Document segment

England’s final friendly game at Leeds before World Cup 2018 – what did ‘Costa Rica’ expose?

  

All our supporters were hoping tonight for this final warm-up against fellow finalists Costa Rica, to show-off an England team that didn’t fall-away in the second half, as they did last Saturday in a 2-1 win against Nigeria, didn’t they?

You see, ‘on results’ England was up against a better team here than Nigeria, so it promised to be a good test before flying-off to their St Petersburg training camp and the real action commencing against Tunisia in ten days time at Volgograd, Russia [a critical ‘must win’ game?], eh?

Now, England have had the last four years to establish their best starting eleven, so surely in this the final warm-up match against Costa Rica before the World Cup, we would have expected Manager Gareth Southgate to have fielded his ‘final selection’, rather than giving potential substitute players a run-out, shouldn’t we? But NO, in the line-up instead ONLY 1 player started last time as he has fielded 6 players who never even got on the pitch against Nigeria last Saturday (and 4 of the others were subs last time given so few minutes they were irrelevant] – does he actually know what he is doing, or is he floundering around at the final hour [like we have seen before from past managers], eh?

Well, this is how it went tonight ladies and gents:

Match report

England made a good start with their pressure overriding a tentative Costa Rica [who looked a bit jaded – perhaps they were still jet-lagged after a long trip here?]. Marcus Rashford had a great game and scored a marvelous long-range first-half goal that demonstrated fantastic confidence (though the keeper should have saved it).

Record excerpts
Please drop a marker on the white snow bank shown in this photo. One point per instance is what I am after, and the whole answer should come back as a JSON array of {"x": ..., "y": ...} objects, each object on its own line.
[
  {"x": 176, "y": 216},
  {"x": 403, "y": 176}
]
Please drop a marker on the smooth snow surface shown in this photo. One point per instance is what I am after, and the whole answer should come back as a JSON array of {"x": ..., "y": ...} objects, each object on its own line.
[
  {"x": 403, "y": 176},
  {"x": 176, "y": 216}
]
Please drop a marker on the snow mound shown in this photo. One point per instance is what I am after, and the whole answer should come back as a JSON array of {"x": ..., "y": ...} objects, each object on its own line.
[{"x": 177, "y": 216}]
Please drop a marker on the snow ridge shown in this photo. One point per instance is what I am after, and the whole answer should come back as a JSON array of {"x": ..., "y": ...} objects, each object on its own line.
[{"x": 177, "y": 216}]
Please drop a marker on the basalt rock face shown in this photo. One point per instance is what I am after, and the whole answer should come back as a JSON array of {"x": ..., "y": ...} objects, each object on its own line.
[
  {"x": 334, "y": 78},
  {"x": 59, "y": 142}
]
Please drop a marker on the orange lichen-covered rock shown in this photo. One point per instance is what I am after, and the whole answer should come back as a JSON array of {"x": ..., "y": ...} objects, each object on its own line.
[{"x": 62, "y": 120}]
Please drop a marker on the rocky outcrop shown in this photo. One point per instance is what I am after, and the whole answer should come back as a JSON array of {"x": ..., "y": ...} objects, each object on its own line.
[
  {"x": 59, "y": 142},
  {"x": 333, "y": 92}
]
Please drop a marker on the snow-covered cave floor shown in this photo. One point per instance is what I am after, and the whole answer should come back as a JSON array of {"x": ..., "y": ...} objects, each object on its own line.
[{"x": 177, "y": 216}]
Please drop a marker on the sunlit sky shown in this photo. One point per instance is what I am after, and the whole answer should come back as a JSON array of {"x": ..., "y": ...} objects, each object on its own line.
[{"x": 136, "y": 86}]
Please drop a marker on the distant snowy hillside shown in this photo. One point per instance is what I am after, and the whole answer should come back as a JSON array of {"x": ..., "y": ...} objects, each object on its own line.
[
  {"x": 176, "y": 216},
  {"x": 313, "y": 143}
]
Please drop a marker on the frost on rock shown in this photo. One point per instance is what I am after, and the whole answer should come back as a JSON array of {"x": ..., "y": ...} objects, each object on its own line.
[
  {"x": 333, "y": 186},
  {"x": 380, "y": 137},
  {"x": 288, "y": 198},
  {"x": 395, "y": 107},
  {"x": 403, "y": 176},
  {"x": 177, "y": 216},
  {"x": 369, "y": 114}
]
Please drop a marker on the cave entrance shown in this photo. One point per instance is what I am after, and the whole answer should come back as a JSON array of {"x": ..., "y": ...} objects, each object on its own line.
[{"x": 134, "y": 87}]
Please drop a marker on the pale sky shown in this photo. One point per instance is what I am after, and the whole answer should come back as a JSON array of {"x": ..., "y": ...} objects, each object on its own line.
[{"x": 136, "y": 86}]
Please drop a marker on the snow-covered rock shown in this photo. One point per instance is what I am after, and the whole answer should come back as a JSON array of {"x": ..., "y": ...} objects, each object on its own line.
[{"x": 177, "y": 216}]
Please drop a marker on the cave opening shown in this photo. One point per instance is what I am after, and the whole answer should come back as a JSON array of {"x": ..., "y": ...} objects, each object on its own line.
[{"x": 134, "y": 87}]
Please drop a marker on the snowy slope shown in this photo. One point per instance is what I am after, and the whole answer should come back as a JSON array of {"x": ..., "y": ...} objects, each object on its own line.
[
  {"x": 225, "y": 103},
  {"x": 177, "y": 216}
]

Task instructions
Answer these questions from the article about England's final warm-up against Costa Rica:
(a) Which team did England beat 2-1 the previous Saturday?
(b) In which city is England's training camp?
(c) Which player scored a long-range goal in the first half?
The rows have nothing to do with the article about England's warm-up match.

Written answer
(a) Nigeria
(b) St Petersburg
(c) Marcus Rashford